_YOUR OBJECTIVE:_ Scan the listing below for lines with the word "striped". Report how many there are, as a number alone.

_DATASET CONTENT:_
*** Block opens ***

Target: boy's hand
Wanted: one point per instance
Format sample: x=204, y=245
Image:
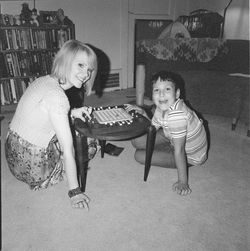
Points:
x=181, y=188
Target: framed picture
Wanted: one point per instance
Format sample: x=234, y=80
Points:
x=47, y=17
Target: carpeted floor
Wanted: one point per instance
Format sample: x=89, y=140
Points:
x=127, y=213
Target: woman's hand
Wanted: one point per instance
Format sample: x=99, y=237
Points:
x=80, y=112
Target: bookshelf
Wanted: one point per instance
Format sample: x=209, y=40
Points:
x=27, y=52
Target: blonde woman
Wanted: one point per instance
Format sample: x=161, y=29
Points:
x=42, y=119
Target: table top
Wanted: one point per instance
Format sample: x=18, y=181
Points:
x=136, y=128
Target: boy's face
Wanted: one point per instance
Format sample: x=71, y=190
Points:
x=164, y=94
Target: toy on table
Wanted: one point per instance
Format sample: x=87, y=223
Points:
x=111, y=116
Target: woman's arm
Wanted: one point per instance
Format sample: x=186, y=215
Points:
x=181, y=186
x=61, y=126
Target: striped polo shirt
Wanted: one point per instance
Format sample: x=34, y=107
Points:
x=180, y=121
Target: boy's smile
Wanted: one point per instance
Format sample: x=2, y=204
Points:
x=164, y=94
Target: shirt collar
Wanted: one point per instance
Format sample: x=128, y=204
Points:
x=173, y=106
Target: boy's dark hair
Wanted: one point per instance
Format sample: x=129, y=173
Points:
x=175, y=78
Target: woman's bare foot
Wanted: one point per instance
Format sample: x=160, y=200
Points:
x=80, y=201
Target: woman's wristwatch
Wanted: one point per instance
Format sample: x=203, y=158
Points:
x=74, y=192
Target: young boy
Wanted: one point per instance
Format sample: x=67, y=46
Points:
x=181, y=139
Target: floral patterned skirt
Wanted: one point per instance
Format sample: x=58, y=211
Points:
x=38, y=167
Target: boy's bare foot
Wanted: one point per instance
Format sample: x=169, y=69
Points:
x=181, y=188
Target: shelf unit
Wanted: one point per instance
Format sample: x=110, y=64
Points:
x=27, y=52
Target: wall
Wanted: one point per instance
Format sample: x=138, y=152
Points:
x=237, y=15
x=98, y=22
x=108, y=24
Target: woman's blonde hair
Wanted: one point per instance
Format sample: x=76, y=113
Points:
x=63, y=60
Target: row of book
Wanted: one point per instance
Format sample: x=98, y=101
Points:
x=26, y=63
x=13, y=89
x=27, y=38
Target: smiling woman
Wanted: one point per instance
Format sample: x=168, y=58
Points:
x=39, y=147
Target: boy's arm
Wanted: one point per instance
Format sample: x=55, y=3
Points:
x=181, y=186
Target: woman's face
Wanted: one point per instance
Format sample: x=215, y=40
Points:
x=80, y=72
x=164, y=94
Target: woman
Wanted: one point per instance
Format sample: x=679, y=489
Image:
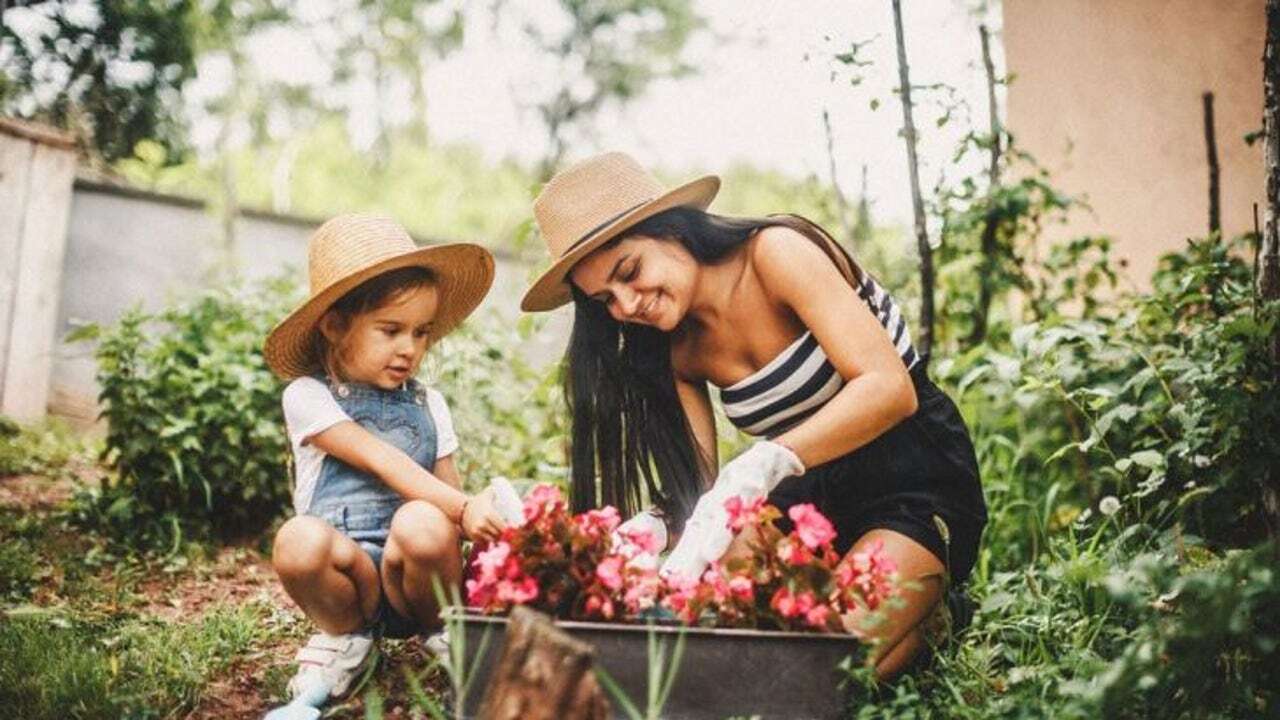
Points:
x=809, y=354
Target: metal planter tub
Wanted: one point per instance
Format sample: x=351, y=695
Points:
x=723, y=673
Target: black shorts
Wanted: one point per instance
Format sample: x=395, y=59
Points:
x=922, y=468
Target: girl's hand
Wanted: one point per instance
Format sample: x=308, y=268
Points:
x=480, y=518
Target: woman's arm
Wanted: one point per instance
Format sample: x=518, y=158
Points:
x=696, y=402
x=878, y=391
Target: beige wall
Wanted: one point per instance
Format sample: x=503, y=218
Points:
x=1107, y=96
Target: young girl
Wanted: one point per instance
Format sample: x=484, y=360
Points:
x=380, y=511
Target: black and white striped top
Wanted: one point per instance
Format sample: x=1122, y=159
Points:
x=800, y=379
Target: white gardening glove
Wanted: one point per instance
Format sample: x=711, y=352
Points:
x=507, y=502
x=749, y=475
x=648, y=523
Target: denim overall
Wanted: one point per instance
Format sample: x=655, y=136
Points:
x=357, y=504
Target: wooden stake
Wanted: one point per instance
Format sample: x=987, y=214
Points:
x=991, y=222
x=543, y=674
x=1215, y=203
x=924, y=345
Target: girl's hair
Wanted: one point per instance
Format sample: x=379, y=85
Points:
x=370, y=295
x=626, y=420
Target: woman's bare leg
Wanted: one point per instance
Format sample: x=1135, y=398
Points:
x=327, y=574
x=900, y=636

*** Block closes ***

_EXPECTED ANSWER:_ 2